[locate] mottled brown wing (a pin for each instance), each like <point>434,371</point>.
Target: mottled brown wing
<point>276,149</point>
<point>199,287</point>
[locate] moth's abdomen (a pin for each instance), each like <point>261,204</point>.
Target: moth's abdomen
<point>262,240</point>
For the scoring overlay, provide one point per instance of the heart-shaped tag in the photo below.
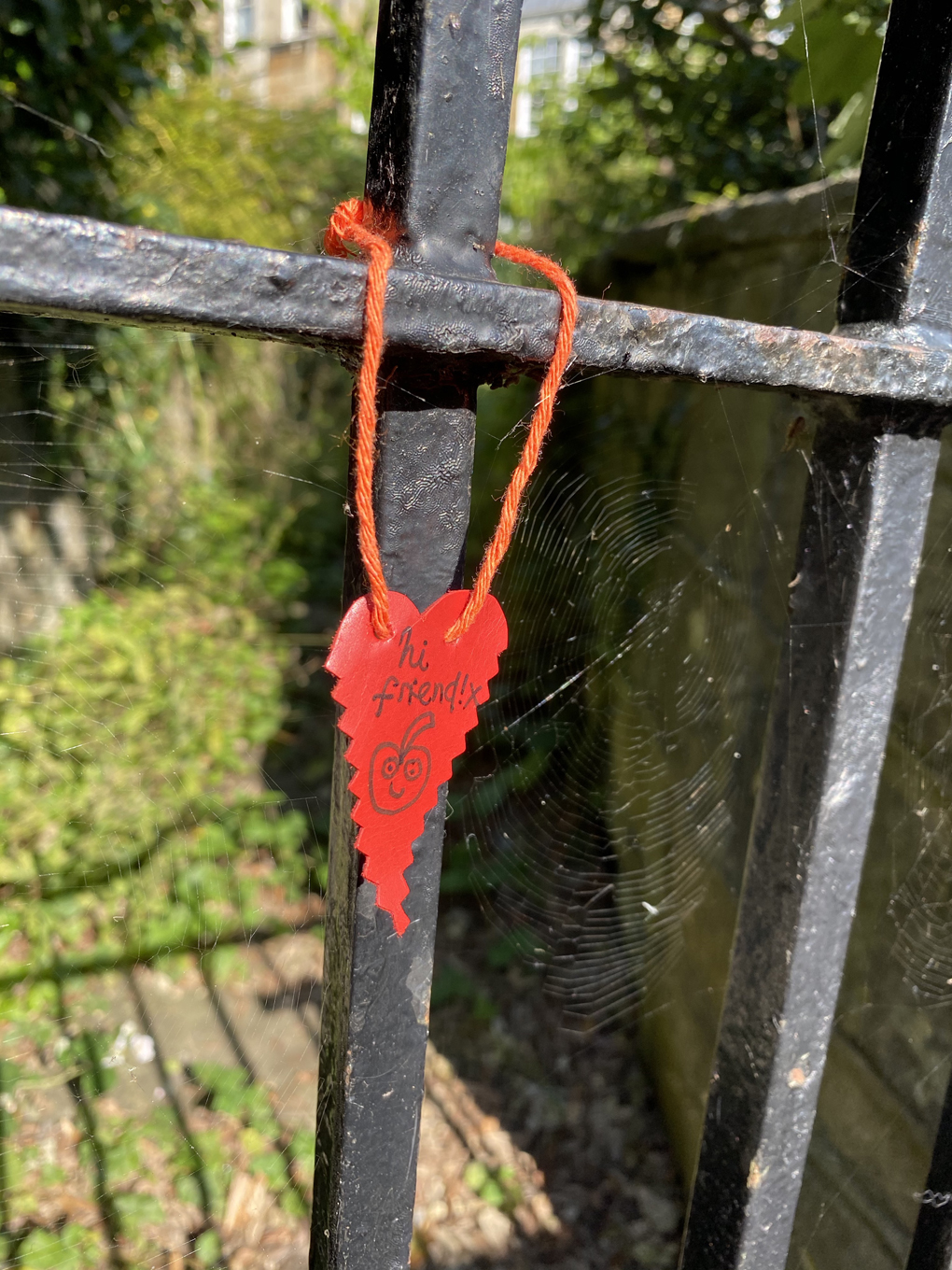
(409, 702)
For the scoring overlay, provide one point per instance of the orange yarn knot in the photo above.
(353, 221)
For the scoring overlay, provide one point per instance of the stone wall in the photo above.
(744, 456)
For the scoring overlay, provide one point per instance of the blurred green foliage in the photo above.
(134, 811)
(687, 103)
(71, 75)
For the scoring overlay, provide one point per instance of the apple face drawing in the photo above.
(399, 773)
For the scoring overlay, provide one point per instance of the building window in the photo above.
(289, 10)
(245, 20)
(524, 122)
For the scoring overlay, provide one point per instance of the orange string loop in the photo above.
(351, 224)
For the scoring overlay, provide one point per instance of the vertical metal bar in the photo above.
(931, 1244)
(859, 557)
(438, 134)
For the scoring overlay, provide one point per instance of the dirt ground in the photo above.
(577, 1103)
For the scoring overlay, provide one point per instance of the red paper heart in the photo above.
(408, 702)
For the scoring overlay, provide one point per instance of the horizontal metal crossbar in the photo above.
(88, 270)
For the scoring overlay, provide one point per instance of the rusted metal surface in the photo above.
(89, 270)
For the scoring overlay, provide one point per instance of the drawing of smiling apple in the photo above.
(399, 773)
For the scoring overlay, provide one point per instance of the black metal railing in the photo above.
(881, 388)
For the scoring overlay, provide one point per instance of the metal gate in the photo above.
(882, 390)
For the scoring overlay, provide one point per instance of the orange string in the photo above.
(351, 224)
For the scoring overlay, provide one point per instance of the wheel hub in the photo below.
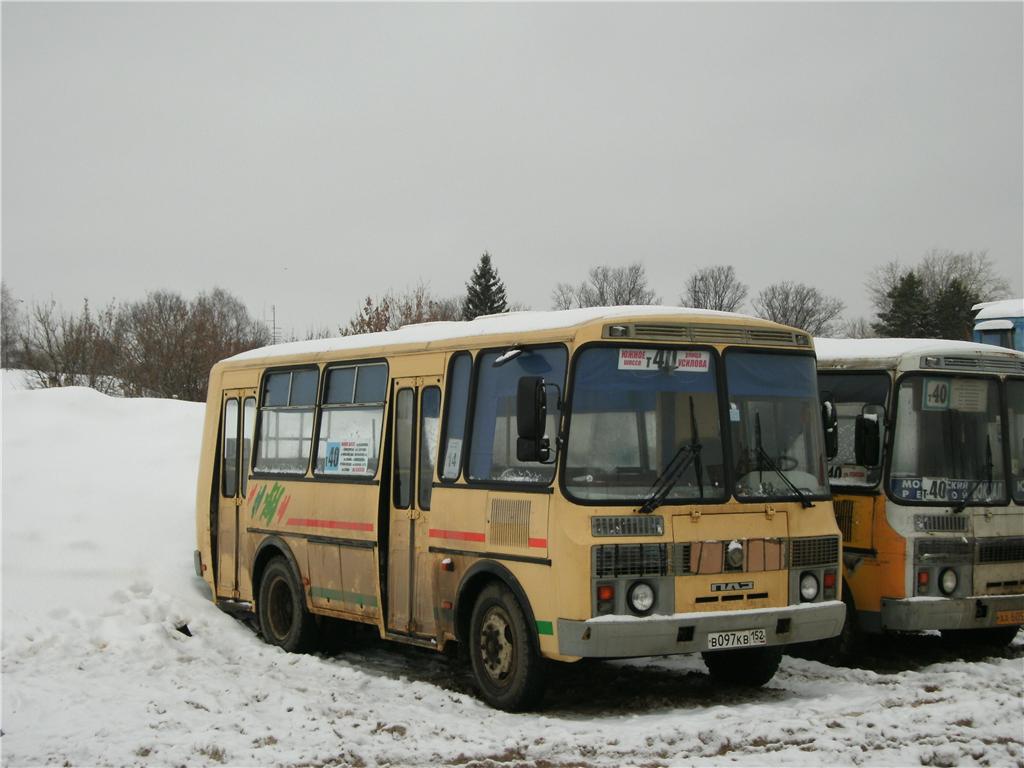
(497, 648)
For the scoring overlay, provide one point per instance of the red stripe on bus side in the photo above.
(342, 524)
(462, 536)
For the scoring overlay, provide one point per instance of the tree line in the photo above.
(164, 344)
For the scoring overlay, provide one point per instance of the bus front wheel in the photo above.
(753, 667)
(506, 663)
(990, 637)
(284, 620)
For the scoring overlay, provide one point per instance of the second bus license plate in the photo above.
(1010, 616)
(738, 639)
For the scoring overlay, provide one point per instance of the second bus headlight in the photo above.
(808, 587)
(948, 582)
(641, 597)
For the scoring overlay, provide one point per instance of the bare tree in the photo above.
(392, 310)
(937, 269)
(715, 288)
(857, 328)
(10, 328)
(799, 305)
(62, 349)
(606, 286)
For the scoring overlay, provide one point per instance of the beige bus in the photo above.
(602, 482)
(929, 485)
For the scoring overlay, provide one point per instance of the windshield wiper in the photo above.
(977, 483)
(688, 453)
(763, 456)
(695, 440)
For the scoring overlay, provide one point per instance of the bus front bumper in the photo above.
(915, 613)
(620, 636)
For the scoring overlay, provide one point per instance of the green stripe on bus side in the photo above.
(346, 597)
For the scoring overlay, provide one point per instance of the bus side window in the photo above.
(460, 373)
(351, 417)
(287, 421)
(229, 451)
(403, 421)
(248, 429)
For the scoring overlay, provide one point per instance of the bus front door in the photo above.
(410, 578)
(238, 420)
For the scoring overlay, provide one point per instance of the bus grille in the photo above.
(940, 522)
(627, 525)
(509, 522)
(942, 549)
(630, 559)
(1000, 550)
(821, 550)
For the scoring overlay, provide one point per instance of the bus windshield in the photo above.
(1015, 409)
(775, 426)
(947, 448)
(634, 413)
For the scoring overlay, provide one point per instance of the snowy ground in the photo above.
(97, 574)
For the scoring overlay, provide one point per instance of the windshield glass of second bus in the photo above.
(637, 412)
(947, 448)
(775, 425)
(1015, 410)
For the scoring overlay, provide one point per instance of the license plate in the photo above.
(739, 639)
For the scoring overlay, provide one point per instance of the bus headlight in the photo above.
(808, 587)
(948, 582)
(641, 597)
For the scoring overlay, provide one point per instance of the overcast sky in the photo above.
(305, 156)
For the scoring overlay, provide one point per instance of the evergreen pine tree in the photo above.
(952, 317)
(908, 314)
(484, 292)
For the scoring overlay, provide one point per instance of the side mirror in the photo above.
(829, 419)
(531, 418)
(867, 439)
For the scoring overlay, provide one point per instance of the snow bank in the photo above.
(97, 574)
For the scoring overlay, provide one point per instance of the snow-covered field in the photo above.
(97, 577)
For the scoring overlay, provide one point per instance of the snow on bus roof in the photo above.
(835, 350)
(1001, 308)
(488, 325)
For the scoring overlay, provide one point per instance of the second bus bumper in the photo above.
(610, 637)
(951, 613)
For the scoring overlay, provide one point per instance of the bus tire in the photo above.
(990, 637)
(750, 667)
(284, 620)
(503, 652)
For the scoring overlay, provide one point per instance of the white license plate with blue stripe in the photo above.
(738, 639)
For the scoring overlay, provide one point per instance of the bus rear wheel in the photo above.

## Your assignment
Copy the records exactly as they appear, excluding images.

## Response below
[locate] mottled brown wing (a pin for each instance), each like <point>434,371</point>.
Target: mottled brown wing
<point>276,149</point>
<point>199,287</point>
[locate] moth's abdomen (a pin for each instance), each like <point>261,204</point>.
Target: moth's abdomen
<point>262,240</point>
For the scoring overlay, provide one point per instance of the heart-shaped tag in the photo below.
(409, 702)
For the scoring overlay, provide one point per instance of the orange yarn knot in the photo above.
(353, 221)
For the scoring overlay, provide one point per instance of the stone wall in the photo above.
(744, 456)
For the scoring overlay, provide one point per instance of the blurred green foliage in the photo above.
(134, 811)
(687, 103)
(71, 75)
For the scoring overlay, provide one point per instance of the apple face drawing in the photo above.
(399, 773)
For the scoring overlay, provide one point per instance of the building window in the photo above.
(289, 10)
(245, 20)
(524, 122)
For the scoring overlay, provide one point per instance of the orange string loop in the photo above.
(351, 224)
For the scoring overlay, provide one point per instance of the vertical metal bar in the photo above.
(931, 1244)
(859, 557)
(438, 134)
For the scoring overlay, provide one point per instance of the dirt ground in the photo above.
(577, 1103)
For the scoring overlay, provide one point per instance of the red paper heart in the photo above.
(408, 702)
For the scoring overlay, provide one point per instance of the horizontal metal crossbar in the photo above.
(88, 270)
For the scoring overlay, provide one point per instance of the rusted metal surface in the photo above.
(89, 270)
For the scoring overlay, provide one point per instance of the drawing of smiling apple in the photo above.
(399, 773)
For the scoring overlay, provide one point per instance of the black metal railing in the photo above.
(881, 388)
For the scoring overlay, provide one point per instance of the metal gate in the photo above.
(882, 390)
For the scoring overlay, provide one point per instance of the orange string in the photo above.
(351, 224)
For the scoring overlay, provide one point per instance of the wheel hub in the photo below.
(497, 648)
For the scoring overlay, provide one point per instance of the red stripe on bus side in the photo above.
(342, 524)
(462, 536)
For the scoring overlay, provide one point per instance of the tree line in the photo above.
(164, 344)
For the scoring overlay, provide one point per instance of the bus front wheel in the photo above.
(753, 667)
(506, 663)
(990, 637)
(284, 620)
For the scoring overlay, provide one point per instance of the second bus license plate in the photo above.
(1010, 616)
(738, 639)
For the scoring overlay, provide one point per instance of the second bus headlight in the photo above.
(808, 587)
(948, 582)
(641, 597)
For the scoring overlay, provide one point per instance of the bare tree in the photo above.
(392, 310)
(937, 269)
(715, 288)
(857, 328)
(10, 328)
(799, 305)
(62, 349)
(606, 286)
For the scoring overlay, provide one point per instance of the beige bus in the photo above.
(602, 482)
(929, 485)
For the scoring overlay, provide one point per instance of the windshield wiper in the photo above.
(977, 483)
(688, 453)
(763, 456)
(695, 440)
For the scoring overlay, provide one point per instance of the bus front bumper in the photo above.
(915, 613)
(620, 636)
For the scoring overlay, provide one point per instance of the green stripe on bus side in the photo above.
(346, 597)
For the scoring overlay, provide one point per instance of the bus side window in the photo above.
(460, 373)
(351, 417)
(287, 421)
(229, 451)
(403, 421)
(248, 429)
For the scoring overlay, provide one point per instance of the bus front door in the photo above.
(410, 578)
(238, 420)
For the scoring overlay, provide one point per instance of the bus grille in the photo above.
(940, 522)
(627, 525)
(509, 522)
(942, 549)
(630, 559)
(1000, 550)
(821, 550)
For the scoring overlay, provide one point per instance of the bus windshield in the photo above.
(1015, 409)
(775, 426)
(947, 448)
(634, 413)
For the scoring overlay, provide one point per instance of the snowy ground in the photo above.
(97, 574)
For the scoring overlay, provide one point per instance of the windshield glass of second bus in the photo above.
(637, 412)
(947, 448)
(775, 425)
(1015, 410)
For the scoring overlay, provide one point per instance of the license plate in the photo above.
(739, 639)
For the scoring overlay, provide one point per instance of the bus headlight in the photo above.
(808, 587)
(948, 582)
(641, 597)
For the scoring overlay, provide one point per instance of the overcast sky in the photo above.
(305, 156)
For the scoring overlay, provide one point per instance of the evergreen pine tree in the photo above.
(952, 317)
(908, 314)
(484, 292)
For the scoring overlay, provide one point per instance of the side mirror in the photo above.
(829, 419)
(531, 418)
(867, 439)
For the scoring overlay, provide one point per instance of the snow bank in the photo above.
(97, 574)
For the scoring overlay, provide one point per instance of the snow-covered field in the photo above.
(97, 577)
For the scoring overlay, provide one point per instance of the snow on bus roof in the photo above.
(835, 350)
(1001, 308)
(488, 325)
For the scoring overlay, provide one point per instance of the second bus bumper in the photo above.
(610, 637)
(951, 613)
For the scoring overlay, provide one point per instance of the bus tire in the photo above.
(990, 637)
(750, 667)
(284, 620)
(503, 652)
For the scoring overlay, provide one point per instance of the white license plate with blue stripe in the photo above.
(738, 639)
For the scoring overlay, provide one point per instance of the bus rear wheel in the photo above.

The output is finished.